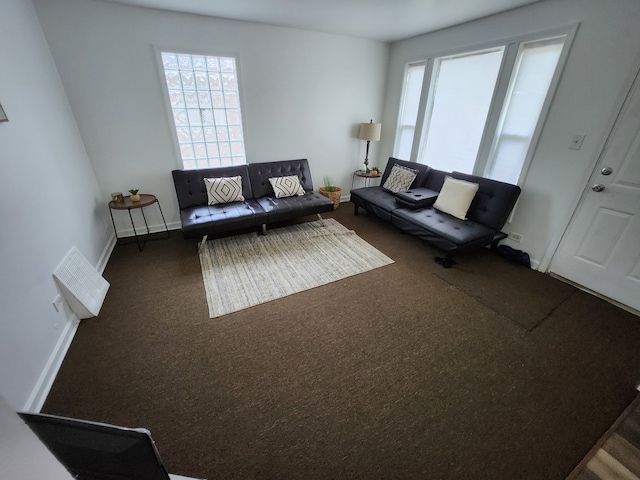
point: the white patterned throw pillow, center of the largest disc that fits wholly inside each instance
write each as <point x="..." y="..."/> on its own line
<point x="455" y="197"/>
<point x="286" y="186"/>
<point x="400" y="179"/>
<point x="224" y="190"/>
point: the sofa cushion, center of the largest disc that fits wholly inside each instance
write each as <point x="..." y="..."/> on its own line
<point x="221" y="218"/>
<point x="375" y="200"/>
<point x="288" y="208"/>
<point x="260" y="173"/>
<point x="224" y="190"/>
<point x="494" y="201"/>
<point x="286" y="186"/>
<point x="455" y="197"/>
<point x="190" y="187"/>
<point x="454" y="230"/>
<point x="400" y="179"/>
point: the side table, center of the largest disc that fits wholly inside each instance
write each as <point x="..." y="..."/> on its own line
<point x="145" y="201"/>
<point x="367" y="177"/>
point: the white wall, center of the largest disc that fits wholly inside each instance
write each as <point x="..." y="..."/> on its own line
<point x="303" y="93"/>
<point x="605" y="54"/>
<point x="50" y="202"/>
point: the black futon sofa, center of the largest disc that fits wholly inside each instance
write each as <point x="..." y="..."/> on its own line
<point x="260" y="206"/>
<point x="412" y="210"/>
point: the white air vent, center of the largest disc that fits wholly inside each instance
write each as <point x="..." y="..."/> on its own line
<point x="82" y="286"/>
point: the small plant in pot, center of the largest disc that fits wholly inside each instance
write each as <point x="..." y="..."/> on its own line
<point x="134" y="195"/>
<point x="331" y="191"/>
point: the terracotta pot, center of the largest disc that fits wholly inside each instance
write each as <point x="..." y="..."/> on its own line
<point x="334" y="196"/>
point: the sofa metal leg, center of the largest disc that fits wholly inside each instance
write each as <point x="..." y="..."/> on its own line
<point x="201" y="244"/>
<point x="447" y="261"/>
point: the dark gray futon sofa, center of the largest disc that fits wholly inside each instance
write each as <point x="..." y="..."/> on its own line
<point x="489" y="210"/>
<point x="260" y="206"/>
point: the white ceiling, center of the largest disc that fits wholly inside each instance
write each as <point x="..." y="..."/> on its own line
<point x="384" y="20"/>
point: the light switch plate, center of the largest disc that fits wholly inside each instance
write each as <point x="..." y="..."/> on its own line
<point x="576" y="141"/>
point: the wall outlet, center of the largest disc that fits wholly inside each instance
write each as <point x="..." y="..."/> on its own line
<point x="516" y="237"/>
<point x="57" y="303"/>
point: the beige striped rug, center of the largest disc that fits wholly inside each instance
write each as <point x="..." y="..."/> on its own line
<point x="246" y="270"/>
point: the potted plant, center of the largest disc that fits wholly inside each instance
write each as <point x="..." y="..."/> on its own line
<point x="331" y="191"/>
<point x="134" y="195"/>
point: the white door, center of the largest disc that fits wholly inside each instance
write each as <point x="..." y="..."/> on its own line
<point x="601" y="247"/>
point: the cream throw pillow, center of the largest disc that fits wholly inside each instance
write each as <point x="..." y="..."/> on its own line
<point x="286" y="186"/>
<point x="455" y="197"/>
<point x="224" y="190"/>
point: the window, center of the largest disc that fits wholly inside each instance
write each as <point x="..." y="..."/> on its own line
<point x="409" y="109"/>
<point x="460" y="96"/>
<point x="534" y="68"/>
<point x="481" y="111"/>
<point x="205" y="106"/>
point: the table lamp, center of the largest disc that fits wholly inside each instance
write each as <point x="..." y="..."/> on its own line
<point x="369" y="132"/>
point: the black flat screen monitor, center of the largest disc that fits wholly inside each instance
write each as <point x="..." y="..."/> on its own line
<point x="97" y="451"/>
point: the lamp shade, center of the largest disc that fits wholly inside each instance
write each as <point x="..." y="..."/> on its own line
<point x="370" y="131"/>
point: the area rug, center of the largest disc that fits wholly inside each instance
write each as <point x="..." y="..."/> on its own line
<point x="246" y="270"/>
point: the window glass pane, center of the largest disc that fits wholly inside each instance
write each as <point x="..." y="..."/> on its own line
<point x="408" y="111"/>
<point x="462" y="88"/>
<point x="205" y="105"/>
<point x="535" y="66"/>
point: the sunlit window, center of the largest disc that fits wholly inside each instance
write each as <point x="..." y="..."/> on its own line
<point x="205" y="105"/>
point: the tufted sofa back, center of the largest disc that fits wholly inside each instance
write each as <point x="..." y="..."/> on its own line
<point x="493" y="201"/>
<point x="260" y="173"/>
<point x="190" y="187"/>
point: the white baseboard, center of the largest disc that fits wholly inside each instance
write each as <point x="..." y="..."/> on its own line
<point x="159" y="228"/>
<point x="41" y="390"/>
<point x="106" y="254"/>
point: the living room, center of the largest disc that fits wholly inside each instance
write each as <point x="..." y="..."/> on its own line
<point x="87" y="117"/>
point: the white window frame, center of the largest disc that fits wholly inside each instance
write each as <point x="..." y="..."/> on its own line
<point x="169" y="111"/>
<point x="506" y="71"/>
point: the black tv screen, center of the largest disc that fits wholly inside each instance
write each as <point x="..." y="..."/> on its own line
<point x="97" y="451"/>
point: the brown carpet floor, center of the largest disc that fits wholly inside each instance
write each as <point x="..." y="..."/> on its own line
<point x="407" y="371"/>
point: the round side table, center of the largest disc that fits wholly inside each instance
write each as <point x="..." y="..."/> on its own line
<point x="145" y="201"/>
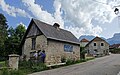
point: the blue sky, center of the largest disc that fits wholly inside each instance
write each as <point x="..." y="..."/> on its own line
<point x="81" y="17"/>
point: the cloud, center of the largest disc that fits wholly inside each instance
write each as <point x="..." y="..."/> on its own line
<point x="76" y="15"/>
<point x="21" y="23"/>
<point x="43" y="15"/>
<point x="11" y="10"/>
<point x="80" y="13"/>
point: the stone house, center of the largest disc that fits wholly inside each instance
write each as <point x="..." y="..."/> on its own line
<point x="56" y="42"/>
<point x="115" y="46"/>
<point x="83" y="42"/>
<point x="97" y="47"/>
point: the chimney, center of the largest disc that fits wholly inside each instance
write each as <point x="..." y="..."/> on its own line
<point x="56" y="25"/>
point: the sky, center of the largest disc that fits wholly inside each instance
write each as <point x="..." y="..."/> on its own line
<point x="81" y="17"/>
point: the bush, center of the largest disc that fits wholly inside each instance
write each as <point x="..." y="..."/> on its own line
<point x="11" y="72"/>
<point x="69" y="62"/>
<point x="63" y="59"/>
<point x="38" y="67"/>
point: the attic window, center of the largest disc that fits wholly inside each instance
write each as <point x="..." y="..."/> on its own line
<point x="33" y="43"/>
<point x="94" y="44"/>
<point x="102" y="44"/>
<point x="68" y="48"/>
<point x="56" y="25"/>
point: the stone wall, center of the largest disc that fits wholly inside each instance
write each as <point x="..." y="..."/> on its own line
<point x="56" y="52"/>
<point x="41" y="44"/>
<point x="54" y="49"/>
<point x="98" y="47"/>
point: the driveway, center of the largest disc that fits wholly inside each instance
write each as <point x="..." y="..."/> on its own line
<point x="108" y="65"/>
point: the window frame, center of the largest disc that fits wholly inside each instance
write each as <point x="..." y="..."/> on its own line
<point x="68" y="48"/>
<point x="102" y="44"/>
<point x="94" y="44"/>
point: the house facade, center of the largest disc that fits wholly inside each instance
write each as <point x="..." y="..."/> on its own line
<point x="83" y="42"/>
<point x="97" y="47"/>
<point x="56" y="42"/>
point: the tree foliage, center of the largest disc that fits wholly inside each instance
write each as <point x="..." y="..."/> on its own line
<point x="14" y="38"/>
<point x="10" y="39"/>
<point x="3" y="33"/>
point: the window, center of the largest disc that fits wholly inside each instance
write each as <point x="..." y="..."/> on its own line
<point x="102" y="44"/>
<point x="94" y="44"/>
<point x="96" y="50"/>
<point x="68" y="48"/>
<point x="33" y="43"/>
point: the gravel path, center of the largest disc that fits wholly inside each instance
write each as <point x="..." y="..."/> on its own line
<point x="108" y="65"/>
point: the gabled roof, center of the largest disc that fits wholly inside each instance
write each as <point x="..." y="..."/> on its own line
<point x="84" y="40"/>
<point x="96" y="39"/>
<point x="53" y="33"/>
<point x="115" y="46"/>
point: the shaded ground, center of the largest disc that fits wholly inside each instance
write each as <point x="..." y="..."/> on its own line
<point x="108" y="65"/>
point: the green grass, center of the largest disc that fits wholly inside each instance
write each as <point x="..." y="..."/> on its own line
<point x="27" y="67"/>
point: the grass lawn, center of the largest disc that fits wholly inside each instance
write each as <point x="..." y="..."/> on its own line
<point x="28" y="67"/>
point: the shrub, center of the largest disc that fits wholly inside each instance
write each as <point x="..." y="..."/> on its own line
<point x="69" y="62"/>
<point x="11" y="72"/>
<point x="31" y="66"/>
<point x="38" y="67"/>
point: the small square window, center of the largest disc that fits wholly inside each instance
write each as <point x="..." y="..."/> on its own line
<point x="102" y="44"/>
<point x="94" y="44"/>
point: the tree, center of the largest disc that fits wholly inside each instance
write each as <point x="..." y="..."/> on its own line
<point x="3" y="33"/>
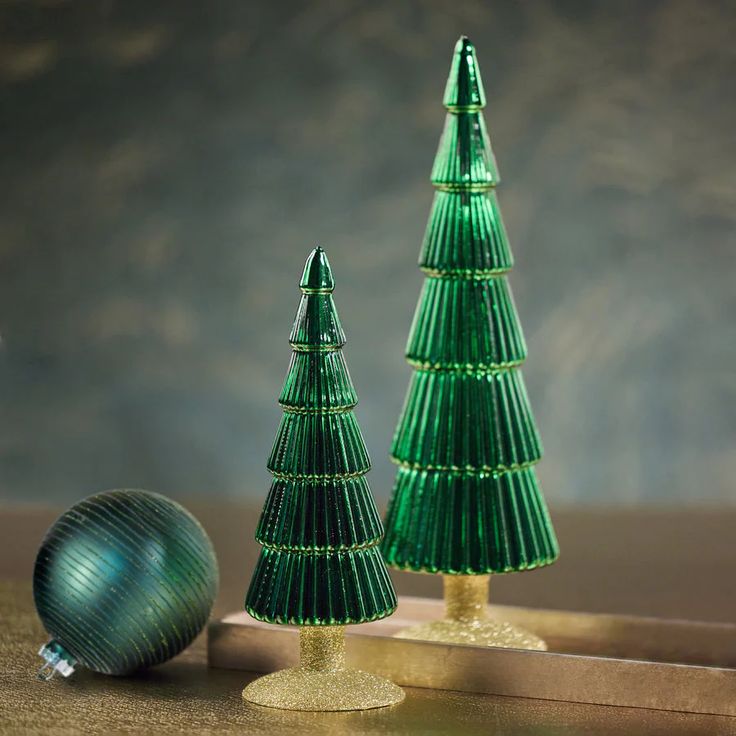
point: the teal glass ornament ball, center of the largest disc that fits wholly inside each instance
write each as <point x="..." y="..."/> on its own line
<point x="123" y="580"/>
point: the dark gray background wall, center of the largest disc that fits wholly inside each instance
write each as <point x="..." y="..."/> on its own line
<point x="166" y="167"/>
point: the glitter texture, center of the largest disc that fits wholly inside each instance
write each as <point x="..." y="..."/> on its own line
<point x="322" y="682"/>
<point x="468" y="621"/>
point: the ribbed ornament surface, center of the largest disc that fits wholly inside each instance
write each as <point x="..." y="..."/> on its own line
<point x="317" y="325"/>
<point x="466" y="324"/>
<point x="327" y="514"/>
<point x="468" y="524"/>
<point x="318" y="381"/>
<point x="320" y="589"/>
<point x="311" y="445"/>
<point x="464" y="158"/>
<point x="465" y="235"/>
<point x="502" y="435"/>
<point x="124" y="580"/>
<point x="319" y="529"/>
<point x="466" y="500"/>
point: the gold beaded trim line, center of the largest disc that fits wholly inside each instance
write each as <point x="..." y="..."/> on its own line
<point x="344" y="409"/>
<point x="298" y="347"/>
<point x="321" y="551"/>
<point x="452" y="187"/>
<point x="465" y="274"/>
<point x="318" y="477"/>
<point x="481" y="369"/>
<point x="494" y="472"/>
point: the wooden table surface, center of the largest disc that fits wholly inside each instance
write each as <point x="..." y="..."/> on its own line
<point x="669" y="563"/>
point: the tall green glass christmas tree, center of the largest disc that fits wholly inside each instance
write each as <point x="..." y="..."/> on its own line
<point x="466" y="502"/>
<point x="320" y="566"/>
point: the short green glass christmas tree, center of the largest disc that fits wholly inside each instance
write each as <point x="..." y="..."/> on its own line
<point x="466" y="503"/>
<point x="320" y="566"/>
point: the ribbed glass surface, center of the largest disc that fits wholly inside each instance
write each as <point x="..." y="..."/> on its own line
<point x="330" y="514"/>
<point x="465" y="235"/>
<point x="318" y="445"/>
<point x="317" y="325"/>
<point x="464" y="157"/>
<point x="466" y="499"/>
<point x="478" y="422"/>
<point x="319" y="529"/>
<point x="453" y="523"/>
<point x="466" y="324"/>
<point x="124" y="580"/>
<point x="317" y="381"/>
<point x="320" y="589"/>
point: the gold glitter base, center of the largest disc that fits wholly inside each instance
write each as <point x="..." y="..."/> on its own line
<point x="468" y="622"/>
<point x="302" y="689"/>
<point x="322" y="682"/>
<point x="479" y="632"/>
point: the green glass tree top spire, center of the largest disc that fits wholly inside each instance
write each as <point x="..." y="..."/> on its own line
<point x="320" y="563"/>
<point x="466" y="500"/>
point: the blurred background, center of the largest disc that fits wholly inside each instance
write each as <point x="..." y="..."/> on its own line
<point x="166" y="168"/>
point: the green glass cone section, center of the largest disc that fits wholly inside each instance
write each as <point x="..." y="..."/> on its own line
<point x="447" y="522"/>
<point x="466" y="499"/>
<point x="467" y="324"/>
<point x="320" y="562"/>
<point x="464" y="157"/>
<point x="478" y="422"/>
<point x="465" y="235"/>
<point x="318" y="381"/>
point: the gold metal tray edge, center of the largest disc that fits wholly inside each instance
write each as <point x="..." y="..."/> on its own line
<point x="599" y="659"/>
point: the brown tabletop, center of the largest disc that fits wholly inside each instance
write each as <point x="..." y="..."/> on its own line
<point x="676" y="564"/>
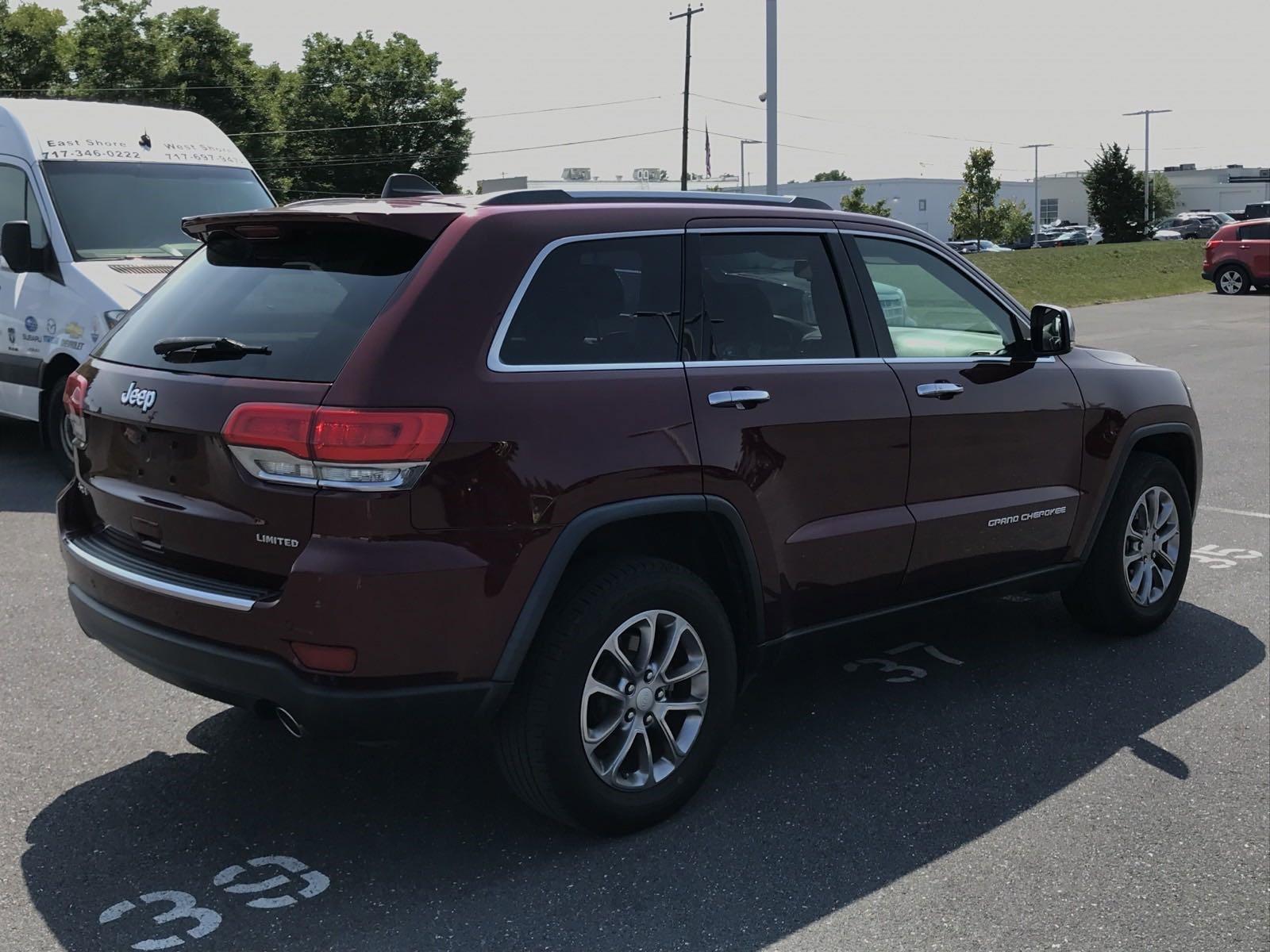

> Short task: Count the lines in the material above that contain the string "grass", treating uppercase and lowercase as different, and give only the number.

> Answer to the task: 2